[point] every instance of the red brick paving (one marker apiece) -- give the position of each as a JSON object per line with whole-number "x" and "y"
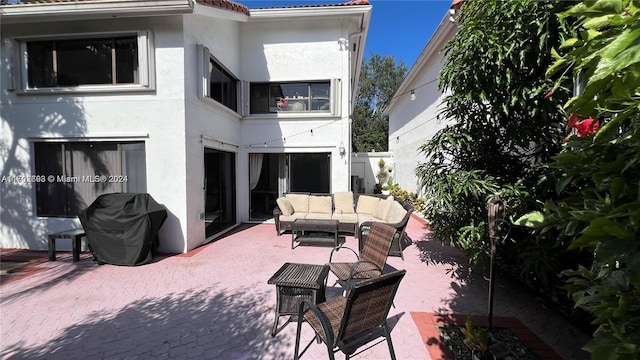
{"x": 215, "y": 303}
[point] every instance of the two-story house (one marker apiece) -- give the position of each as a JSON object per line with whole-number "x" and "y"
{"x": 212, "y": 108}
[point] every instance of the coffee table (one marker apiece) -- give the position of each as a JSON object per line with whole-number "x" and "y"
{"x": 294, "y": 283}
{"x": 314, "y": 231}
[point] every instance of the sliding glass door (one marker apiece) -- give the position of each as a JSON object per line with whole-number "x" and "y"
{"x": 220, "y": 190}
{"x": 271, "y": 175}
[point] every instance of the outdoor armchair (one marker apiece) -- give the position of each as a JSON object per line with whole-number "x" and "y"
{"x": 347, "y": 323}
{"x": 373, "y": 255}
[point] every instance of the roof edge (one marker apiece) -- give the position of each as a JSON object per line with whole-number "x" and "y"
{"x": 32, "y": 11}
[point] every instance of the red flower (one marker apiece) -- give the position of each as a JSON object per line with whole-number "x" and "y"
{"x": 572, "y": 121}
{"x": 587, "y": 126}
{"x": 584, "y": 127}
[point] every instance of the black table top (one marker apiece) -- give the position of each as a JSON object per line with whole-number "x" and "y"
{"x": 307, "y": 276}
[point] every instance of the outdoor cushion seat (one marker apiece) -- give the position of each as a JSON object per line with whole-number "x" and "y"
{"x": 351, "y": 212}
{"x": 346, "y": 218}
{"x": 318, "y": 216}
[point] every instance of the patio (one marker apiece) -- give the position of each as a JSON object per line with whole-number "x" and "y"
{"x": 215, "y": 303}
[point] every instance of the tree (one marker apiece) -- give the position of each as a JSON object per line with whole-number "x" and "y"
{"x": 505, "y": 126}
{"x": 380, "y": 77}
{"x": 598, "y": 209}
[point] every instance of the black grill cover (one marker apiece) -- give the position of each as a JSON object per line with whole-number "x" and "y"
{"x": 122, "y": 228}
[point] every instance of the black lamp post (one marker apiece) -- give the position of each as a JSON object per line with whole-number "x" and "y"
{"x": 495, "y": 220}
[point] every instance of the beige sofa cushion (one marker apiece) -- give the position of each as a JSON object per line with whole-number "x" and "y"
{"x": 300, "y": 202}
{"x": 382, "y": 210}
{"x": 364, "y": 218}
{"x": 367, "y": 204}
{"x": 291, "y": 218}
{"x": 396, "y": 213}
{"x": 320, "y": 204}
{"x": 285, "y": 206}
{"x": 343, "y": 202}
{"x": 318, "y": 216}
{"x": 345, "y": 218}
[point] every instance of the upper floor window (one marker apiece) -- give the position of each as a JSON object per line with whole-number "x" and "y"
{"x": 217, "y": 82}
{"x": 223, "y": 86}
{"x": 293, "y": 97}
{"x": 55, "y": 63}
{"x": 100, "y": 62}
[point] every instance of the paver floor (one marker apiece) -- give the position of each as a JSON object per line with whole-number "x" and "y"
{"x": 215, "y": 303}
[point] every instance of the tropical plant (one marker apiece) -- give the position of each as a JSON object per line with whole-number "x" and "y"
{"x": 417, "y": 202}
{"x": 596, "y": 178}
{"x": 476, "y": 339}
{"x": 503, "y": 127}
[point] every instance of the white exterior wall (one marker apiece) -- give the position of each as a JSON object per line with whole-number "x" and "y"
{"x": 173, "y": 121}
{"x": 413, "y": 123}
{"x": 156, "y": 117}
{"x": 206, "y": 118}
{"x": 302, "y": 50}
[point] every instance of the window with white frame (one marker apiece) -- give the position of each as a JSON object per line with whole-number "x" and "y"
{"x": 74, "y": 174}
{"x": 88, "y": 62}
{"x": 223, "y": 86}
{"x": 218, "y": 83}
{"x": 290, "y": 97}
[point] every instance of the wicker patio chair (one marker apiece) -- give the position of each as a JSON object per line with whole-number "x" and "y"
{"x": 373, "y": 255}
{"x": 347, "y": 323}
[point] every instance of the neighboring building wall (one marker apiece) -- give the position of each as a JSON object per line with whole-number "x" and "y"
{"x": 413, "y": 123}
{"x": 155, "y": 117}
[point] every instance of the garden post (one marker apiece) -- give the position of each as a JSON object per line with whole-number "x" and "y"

════════

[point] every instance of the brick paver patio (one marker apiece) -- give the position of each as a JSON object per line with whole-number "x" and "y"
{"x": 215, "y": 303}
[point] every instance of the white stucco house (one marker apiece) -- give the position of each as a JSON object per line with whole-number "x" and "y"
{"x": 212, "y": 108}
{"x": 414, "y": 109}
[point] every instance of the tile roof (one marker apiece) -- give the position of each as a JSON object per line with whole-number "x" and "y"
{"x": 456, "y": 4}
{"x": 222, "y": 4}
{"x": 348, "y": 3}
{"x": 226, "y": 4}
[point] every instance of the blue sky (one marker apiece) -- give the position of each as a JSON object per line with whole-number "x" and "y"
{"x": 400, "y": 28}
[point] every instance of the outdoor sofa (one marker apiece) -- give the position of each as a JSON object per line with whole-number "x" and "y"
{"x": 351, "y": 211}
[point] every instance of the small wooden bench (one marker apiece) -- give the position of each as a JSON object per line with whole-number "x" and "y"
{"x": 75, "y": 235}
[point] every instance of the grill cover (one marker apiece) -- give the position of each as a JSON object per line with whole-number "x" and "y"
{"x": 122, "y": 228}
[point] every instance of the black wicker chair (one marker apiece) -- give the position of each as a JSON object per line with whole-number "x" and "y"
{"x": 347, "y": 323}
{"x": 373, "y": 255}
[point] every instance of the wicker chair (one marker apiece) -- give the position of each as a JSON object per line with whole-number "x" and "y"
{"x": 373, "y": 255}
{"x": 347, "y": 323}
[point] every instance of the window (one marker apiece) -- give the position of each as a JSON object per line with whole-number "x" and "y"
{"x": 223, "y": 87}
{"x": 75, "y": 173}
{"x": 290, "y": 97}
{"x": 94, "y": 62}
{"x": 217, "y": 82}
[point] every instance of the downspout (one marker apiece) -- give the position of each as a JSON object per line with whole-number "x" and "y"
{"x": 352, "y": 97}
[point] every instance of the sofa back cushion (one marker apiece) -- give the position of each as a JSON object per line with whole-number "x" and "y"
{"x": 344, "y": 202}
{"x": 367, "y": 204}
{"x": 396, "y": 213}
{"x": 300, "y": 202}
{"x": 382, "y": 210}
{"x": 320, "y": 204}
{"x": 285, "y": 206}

════════

* _REQUIRED TASK_: Locate every line in the entries above that contains the string "grill", and copy each such line. Matches are case-sensitive.

* _FULL SOLUTION_:
[point] every instance of the black grill cover (one marker apiece) -- give the position of each as a JSON object per line with whole-number "x" and "y"
[point] every instance of the grill cover (one marker apiece) -- give the position of each as a JSON object per line with whole-number "x" and "y"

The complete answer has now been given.